Task description | Copy out all of the entries below, substituting "a single point" for every occurrence of "one point" and changing nothing else.

Entries from a point labeling set:
┄┄┄┄┄┄┄┄┄┄
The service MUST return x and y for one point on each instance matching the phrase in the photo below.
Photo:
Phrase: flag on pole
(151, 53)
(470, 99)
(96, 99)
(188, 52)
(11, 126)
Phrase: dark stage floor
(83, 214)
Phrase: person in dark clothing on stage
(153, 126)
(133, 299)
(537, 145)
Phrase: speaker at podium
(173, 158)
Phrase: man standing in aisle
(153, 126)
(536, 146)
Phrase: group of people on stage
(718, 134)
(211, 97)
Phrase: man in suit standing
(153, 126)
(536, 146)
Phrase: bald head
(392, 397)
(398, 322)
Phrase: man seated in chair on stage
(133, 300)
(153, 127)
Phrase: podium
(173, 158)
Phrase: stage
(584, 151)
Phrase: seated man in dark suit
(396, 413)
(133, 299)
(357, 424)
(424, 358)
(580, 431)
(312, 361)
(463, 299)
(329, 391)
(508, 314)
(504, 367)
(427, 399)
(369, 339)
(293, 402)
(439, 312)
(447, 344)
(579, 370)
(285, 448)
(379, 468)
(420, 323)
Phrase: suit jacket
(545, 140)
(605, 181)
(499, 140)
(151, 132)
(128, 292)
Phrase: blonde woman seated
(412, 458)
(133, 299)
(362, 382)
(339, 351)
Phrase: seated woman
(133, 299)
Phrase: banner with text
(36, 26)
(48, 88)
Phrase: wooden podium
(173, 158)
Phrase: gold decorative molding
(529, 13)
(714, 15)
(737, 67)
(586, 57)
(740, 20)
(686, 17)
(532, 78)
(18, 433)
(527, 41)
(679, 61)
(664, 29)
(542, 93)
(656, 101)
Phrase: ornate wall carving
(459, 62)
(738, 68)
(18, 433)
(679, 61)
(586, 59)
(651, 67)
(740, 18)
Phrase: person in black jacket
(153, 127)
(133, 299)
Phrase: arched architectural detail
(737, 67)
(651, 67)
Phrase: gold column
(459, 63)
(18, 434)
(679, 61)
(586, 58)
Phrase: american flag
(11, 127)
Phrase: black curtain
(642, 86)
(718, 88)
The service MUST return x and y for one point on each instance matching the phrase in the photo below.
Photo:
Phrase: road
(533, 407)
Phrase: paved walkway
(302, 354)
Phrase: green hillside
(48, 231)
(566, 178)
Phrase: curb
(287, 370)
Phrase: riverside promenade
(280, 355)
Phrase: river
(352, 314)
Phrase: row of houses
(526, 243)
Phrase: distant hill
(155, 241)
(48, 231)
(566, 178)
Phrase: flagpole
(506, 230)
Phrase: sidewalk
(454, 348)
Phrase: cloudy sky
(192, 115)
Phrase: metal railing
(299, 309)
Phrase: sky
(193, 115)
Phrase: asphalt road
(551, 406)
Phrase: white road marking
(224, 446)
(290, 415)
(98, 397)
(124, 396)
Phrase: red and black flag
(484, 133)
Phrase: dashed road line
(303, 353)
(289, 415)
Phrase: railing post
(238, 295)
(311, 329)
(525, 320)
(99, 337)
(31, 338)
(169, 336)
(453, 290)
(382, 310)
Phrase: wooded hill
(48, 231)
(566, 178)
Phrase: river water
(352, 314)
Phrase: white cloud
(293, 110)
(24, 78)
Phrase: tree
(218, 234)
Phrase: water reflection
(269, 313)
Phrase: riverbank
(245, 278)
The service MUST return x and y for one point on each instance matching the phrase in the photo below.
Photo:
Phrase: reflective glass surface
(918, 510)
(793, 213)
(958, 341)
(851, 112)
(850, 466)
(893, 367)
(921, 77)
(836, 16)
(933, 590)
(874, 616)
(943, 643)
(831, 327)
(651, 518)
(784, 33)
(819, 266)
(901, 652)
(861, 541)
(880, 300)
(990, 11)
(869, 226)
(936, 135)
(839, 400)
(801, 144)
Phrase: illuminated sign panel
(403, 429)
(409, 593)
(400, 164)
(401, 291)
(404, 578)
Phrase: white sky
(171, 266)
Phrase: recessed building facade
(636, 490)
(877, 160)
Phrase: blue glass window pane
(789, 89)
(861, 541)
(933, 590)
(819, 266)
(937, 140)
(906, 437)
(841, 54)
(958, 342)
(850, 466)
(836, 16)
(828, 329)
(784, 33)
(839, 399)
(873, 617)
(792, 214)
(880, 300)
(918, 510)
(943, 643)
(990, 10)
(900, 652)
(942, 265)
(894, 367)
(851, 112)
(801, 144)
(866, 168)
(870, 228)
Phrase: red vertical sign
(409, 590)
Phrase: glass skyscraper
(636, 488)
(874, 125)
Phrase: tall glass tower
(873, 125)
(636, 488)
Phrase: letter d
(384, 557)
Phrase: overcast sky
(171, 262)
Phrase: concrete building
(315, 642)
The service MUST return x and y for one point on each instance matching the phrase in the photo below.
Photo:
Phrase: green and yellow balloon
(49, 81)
┄┄┄┄┄┄┄┄┄┄
Written solution |
The service MUST return x and y for a single point on each instance matching the phrase in the photo below.
Photo:
Phrase: flag on pole
(151, 53)
(470, 99)
(96, 99)
(188, 52)
(11, 126)
Phrase: dark stage floor
(83, 214)
Phrase: person in dark clothing on stage
(153, 126)
(133, 299)
(537, 145)
Phrase: speaker at podium
(173, 158)
Phrase: man standing in aisle
(153, 126)
(536, 146)
Phrase: group of people on stage
(718, 134)
(211, 97)
Phrase: man in suit standing
(153, 126)
(536, 146)
Phrase: bald head
(392, 397)
(398, 322)
Phrase: man seated in chair on stage
(133, 300)
(153, 127)
Phrase: podium
(173, 158)
Phrase: stage
(584, 151)
Phrase: seated man in dark suit
(396, 413)
(133, 299)
(357, 424)
(424, 358)
(580, 431)
(312, 361)
(463, 299)
(329, 391)
(508, 314)
(504, 367)
(427, 399)
(369, 339)
(293, 402)
(439, 312)
(447, 344)
(579, 370)
(285, 448)
(379, 468)
(420, 323)
Phrase: suit jacket
(545, 140)
(605, 181)
(499, 140)
(151, 132)
(128, 292)
Phrase: blonde woman seated
(412, 458)
(133, 299)
(362, 382)
(339, 351)
Phrase: seated woman
(133, 299)
Phrase: banner with text
(36, 26)
(48, 88)
Phrase: wooden podium
(173, 158)
Phrase: gold decorative molding
(529, 13)
(714, 15)
(737, 67)
(586, 57)
(740, 20)
(686, 17)
(532, 78)
(18, 433)
(527, 41)
(679, 61)
(664, 29)
(542, 93)
(656, 101)
Phrase: ornate wall carving
(459, 62)
(738, 68)
(18, 433)
(679, 61)
(586, 59)
(651, 67)
(740, 18)
Phrase: person in black jacket
(153, 127)
(133, 299)
Phrase: arched architectural detail
(737, 67)
(651, 67)
Phrase: gold column
(459, 63)
(18, 434)
(679, 61)
(586, 58)
Phrase: american flag
(11, 127)
Phrase: black curtain
(642, 86)
(718, 88)
The service MUST return x and y for a single point on each instance matching the phrase in the photo below.
Photo:
Phrase: road
(533, 407)
Phrase: paved walkway
(302, 354)
Phrase: green hillside
(48, 231)
(566, 178)
Phrase: curb
(287, 370)
Phrase: riverside promenade
(280, 355)
Phrase: river
(352, 314)
Phrase: row of houses
(526, 243)
Phrase: distant hill
(155, 241)
(48, 231)
(566, 178)
Phrase: flagpole
(506, 230)
Phrase: sidewalk
(454, 348)
Phrase: cloudy sky
(192, 115)
Phrase: metal railing
(299, 309)
Phrase: sky
(193, 115)
Phrase: asphalt road
(551, 406)
Phrase: white road marking
(224, 446)
(290, 415)
(98, 397)
(124, 396)
Phrase: red and black flag
(484, 133)
Phrase: dashed road line
(303, 353)
(289, 415)
Phrase: railing post
(238, 295)
(311, 329)
(525, 320)
(99, 337)
(31, 338)
(169, 336)
(453, 290)
(382, 310)
Phrase: wooded hill
(48, 231)
(566, 178)
Phrase: river water
(352, 314)
Phrase: white cloud
(293, 110)
(24, 78)
Phrase: tree
(218, 234)
Phrase: water reflection
(269, 313)
Phrase: riverbank
(245, 278)
The service MUST return x and y for a single point on each instance matching the phrase in the photo below.
Photo:
Phrase: reflective glass surface
(918, 510)
(793, 213)
(958, 341)
(851, 112)
(850, 466)
(893, 367)
(921, 77)
(836, 16)
(933, 590)
(874, 616)
(943, 643)
(831, 327)
(651, 518)
(784, 33)
(819, 266)
(901, 652)
(861, 541)
(880, 300)
(990, 11)
(869, 226)
(936, 135)
(839, 400)
(801, 144)
Phrase: illuminated sign panel
(403, 429)
(409, 593)
(400, 164)
(401, 291)
(404, 578)
Phrase: white sky
(171, 266)
Phrase: recessed building facade
(636, 490)
(877, 160)
Phrase: blue glass window pane
(789, 89)
(861, 541)
(933, 590)
(819, 266)
(937, 140)
(906, 437)
(841, 54)
(958, 342)
(850, 466)
(836, 16)
(828, 329)
(784, 33)
(839, 399)
(873, 617)
(792, 214)
(880, 300)
(918, 510)
(943, 643)
(990, 10)
(900, 652)
(942, 265)
(894, 367)
(851, 112)
(801, 144)
(866, 168)
(870, 228)
Phrase: red vertical sign
(409, 590)
Phrase: glass skyscraper
(636, 488)
(874, 125)
Phrase: tall glass tower
(873, 125)
(636, 488)
Phrase: letter d
(384, 557)
Phrase: overcast sky
(171, 262)
Phrase: concrete building
(315, 642)
The service MUST return x and y for a single point on each instance matching the phrase in the photo below.
Photo:
Phrase: green and yellow balloon
(49, 81)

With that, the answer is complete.